• _WORK TO DO_: Leave out the images and repeat the listing below without a single change.

• _DATA SHOWN_:

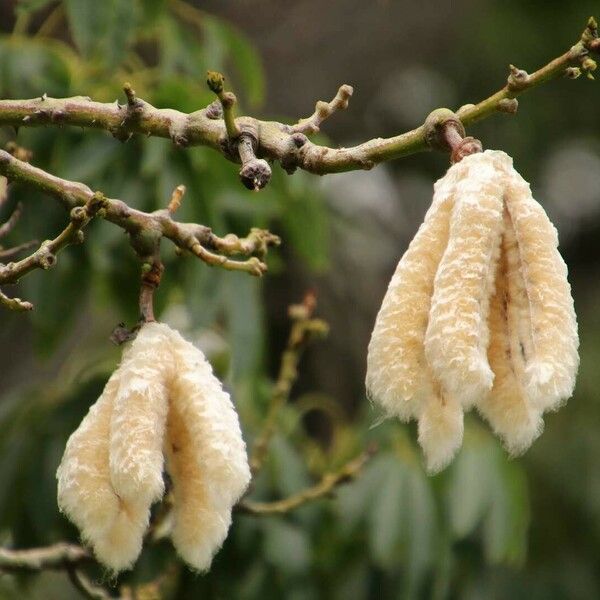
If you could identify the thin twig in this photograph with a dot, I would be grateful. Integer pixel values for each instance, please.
(82, 583)
(323, 110)
(278, 141)
(304, 329)
(325, 487)
(57, 556)
(197, 239)
(45, 256)
(10, 253)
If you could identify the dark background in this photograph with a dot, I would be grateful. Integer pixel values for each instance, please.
(488, 526)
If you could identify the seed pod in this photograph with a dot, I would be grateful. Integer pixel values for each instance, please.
(113, 527)
(139, 415)
(552, 369)
(398, 376)
(457, 330)
(206, 456)
(111, 471)
(507, 407)
(457, 334)
(440, 428)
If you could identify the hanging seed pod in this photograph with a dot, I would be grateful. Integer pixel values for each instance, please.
(139, 415)
(479, 313)
(552, 366)
(398, 376)
(112, 527)
(162, 395)
(457, 334)
(206, 454)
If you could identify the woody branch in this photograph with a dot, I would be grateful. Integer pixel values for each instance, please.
(145, 230)
(248, 140)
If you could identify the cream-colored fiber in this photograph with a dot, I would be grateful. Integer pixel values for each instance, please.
(163, 395)
(397, 372)
(507, 407)
(440, 428)
(206, 456)
(139, 415)
(479, 312)
(457, 334)
(553, 367)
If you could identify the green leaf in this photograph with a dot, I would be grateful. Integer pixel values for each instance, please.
(88, 22)
(421, 527)
(306, 222)
(102, 30)
(224, 39)
(469, 492)
(387, 519)
(242, 303)
(505, 528)
(286, 546)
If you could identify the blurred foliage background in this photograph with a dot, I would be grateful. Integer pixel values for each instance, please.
(487, 527)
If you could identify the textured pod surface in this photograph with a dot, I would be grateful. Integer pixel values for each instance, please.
(507, 407)
(139, 415)
(114, 528)
(398, 376)
(441, 427)
(207, 457)
(552, 368)
(457, 335)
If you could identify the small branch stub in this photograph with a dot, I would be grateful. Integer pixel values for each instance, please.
(445, 131)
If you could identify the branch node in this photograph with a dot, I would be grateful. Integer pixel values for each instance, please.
(323, 110)
(255, 172)
(508, 105)
(518, 79)
(176, 197)
(216, 83)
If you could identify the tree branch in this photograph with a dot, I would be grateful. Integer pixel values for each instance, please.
(304, 329)
(325, 487)
(277, 141)
(144, 229)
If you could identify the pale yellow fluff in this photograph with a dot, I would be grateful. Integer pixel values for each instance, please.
(552, 369)
(457, 335)
(445, 338)
(440, 428)
(398, 376)
(139, 415)
(207, 457)
(507, 407)
(114, 528)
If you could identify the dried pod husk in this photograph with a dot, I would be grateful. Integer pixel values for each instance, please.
(441, 427)
(206, 456)
(398, 376)
(139, 415)
(114, 528)
(457, 335)
(507, 407)
(552, 367)
(488, 321)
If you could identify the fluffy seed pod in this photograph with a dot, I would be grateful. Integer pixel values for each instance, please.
(398, 376)
(457, 333)
(552, 366)
(139, 415)
(507, 407)
(162, 395)
(206, 456)
(112, 527)
(479, 312)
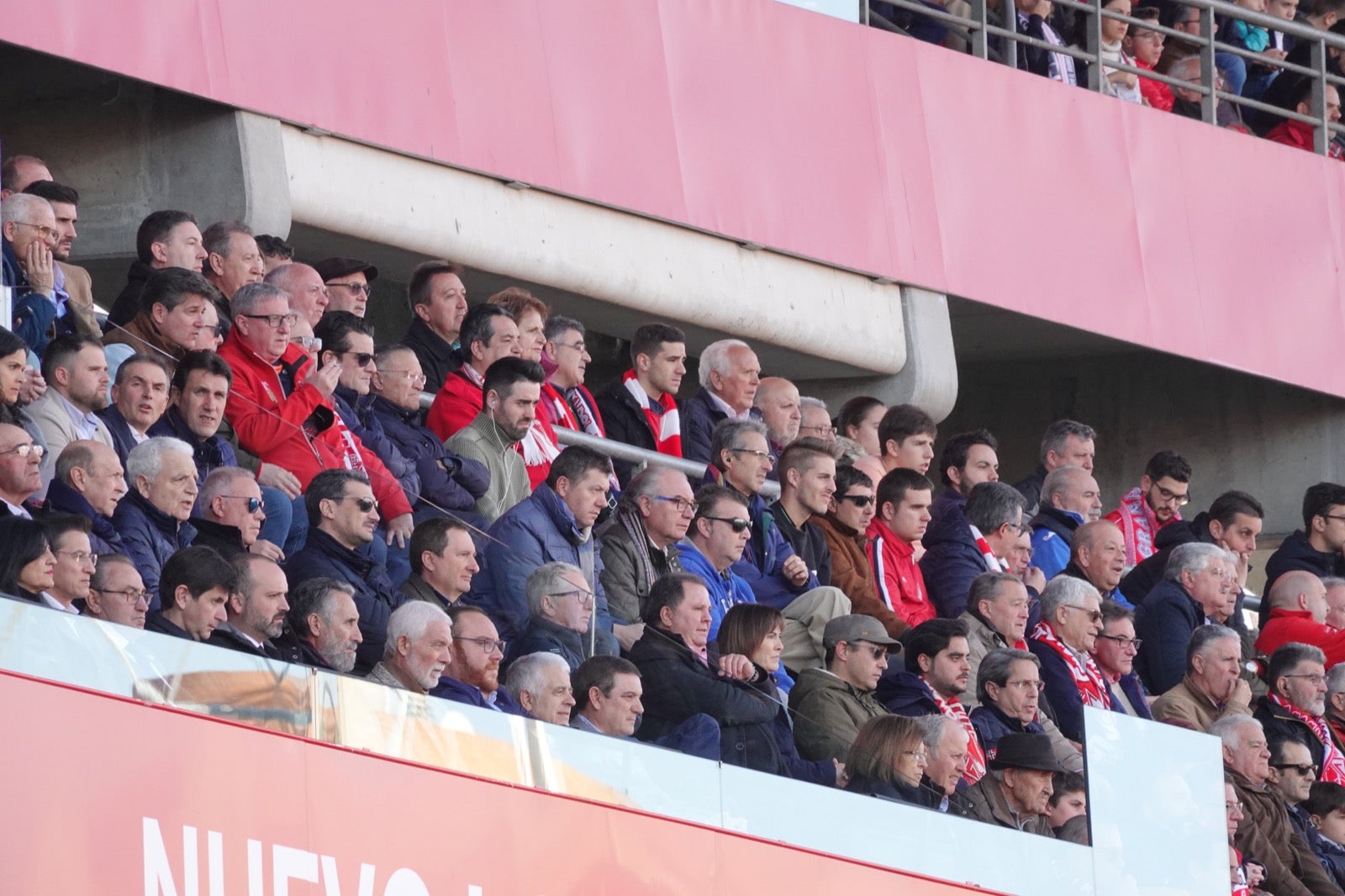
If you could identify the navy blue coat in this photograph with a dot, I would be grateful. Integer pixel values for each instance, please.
(150, 537)
(104, 539)
(446, 479)
(374, 593)
(537, 530)
(1165, 622)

• _FINAL ANSWER_:
If you could identify the thin twig in this photograph with a dot, I would be grateful. Integer pixel values for each instance, please.
(82, 583)
(323, 110)
(278, 141)
(304, 329)
(325, 487)
(57, 556)
(197, 239)
(45, 256)
(10, 253)
If you could identify the dark background in this photograph with a dot, I would be grateful. Integer pixel values for each instance, please.
(488, 526)
If you could identify the seed pod in this photograph with a dot, I would be grateful. Integer pixel values for each instance, please.
(113, 527)
(139, 415)
(552, 369)
(398, 376)
(457, 330)
(206, 456)
(111, 471)
(507, 407)
(457, 334)
(440, 428)
If you could identify the hanging seed pod in this photograph with a dot, I would be grateful. Integer pixel values for each instance, please.
(139, 415)
(479, 313)
(552, 366)
(398, 376)
(112, 527)
(162, 395)
(457, 334)
(206, 454)
If you could identify the woody branch in this photograph with a dot, I would be grateful. Integer pixel values for each instance, please.
(145, 230)
(248, 140)
If you could identify the cream-colored fiber in this photograph with a dot, I would be grateful. Integer pixel values for each instance, please.
(163, 395)
(397, 372)
(507, 407)
(440, 428)
(206, 456)
(139, 415)
(479, 312)
(457, 334)
(553, 367)
If you could identify the green leaf in this photograph with a dot, I would be grateful. Integer pixel values for each instance, please.
(88, 22)
(421, 527)
(306, 222)
(102, 30)
(224, 39)
(469, 492)
(387, 519)
(242, 303)
(505, 528)
(286, 546)
If you could identify the blurred foliage background in this photograph with a dot, I would be grateful. Integer pixel values for each instance, please.
(487, 527)
If you could identify the textured pod surface in this photograph with a dot, I would be grateful. Integer pixel values for each instance, please.
(507, 407)
(139, 415)
(114, 528)
(398, 376)
(441, 427)
(207, 457)
(552, 368)
(457, 335)
If you could identify the small branch stub in this photograph with a dot, I would be grateful. Integer pixel values for each instance, please.
(445, 131)
If you could identify the branch node in this photograph with a dot, I would be grateful. Integer pixel values for each instance, please.
(323, 110)
(255, 172)
(508, 105)
(518, 79)
(176, 197)
(216, 83)
If you could identify the tree branch in this photograph with a dot, I would be grateful. Integer pixel values for each instance, please.
(304, 329)
(325, 487)
(277, 141)
(144, 229)
If you could identify the pale yellow fluff in this photograph with a dot, I would be grateful. Integer pixel values for each instance, please.
(552, 369)
(457, 335)
(445, 338)
(440, 428)
(398, 376)
(139, 415)
(207, 457)
(507, 407)
(114, 528)
If you could identify the dried pod husk in this photograph with a dot, I would be grateful. Integer pixel values for each instance, please.
(441, 427)
(206, 456)
(398, 376)
(139, 415)
(114, 528)
(457, 335)
(507, 407)
(552, 367)
(488, 321)
If you could identify the fluffy seed pod in this photograph with a dot, I would be grateful. Integer pixel values for each instance, please.
(398, 376)
(457, 333)
(552, 366)
(139, 415)
(507, 407)
(162, 395)
(206, 456)
(112, 527)
(479, 312)
If you could identify the navy blue coat in this photograph with a dot, I would be grateful. Integer pixel values for each instance, please.
(150, 537)
(104, 539)
(446, 479)
(374, 593)
(537, 530)
(1165, 622)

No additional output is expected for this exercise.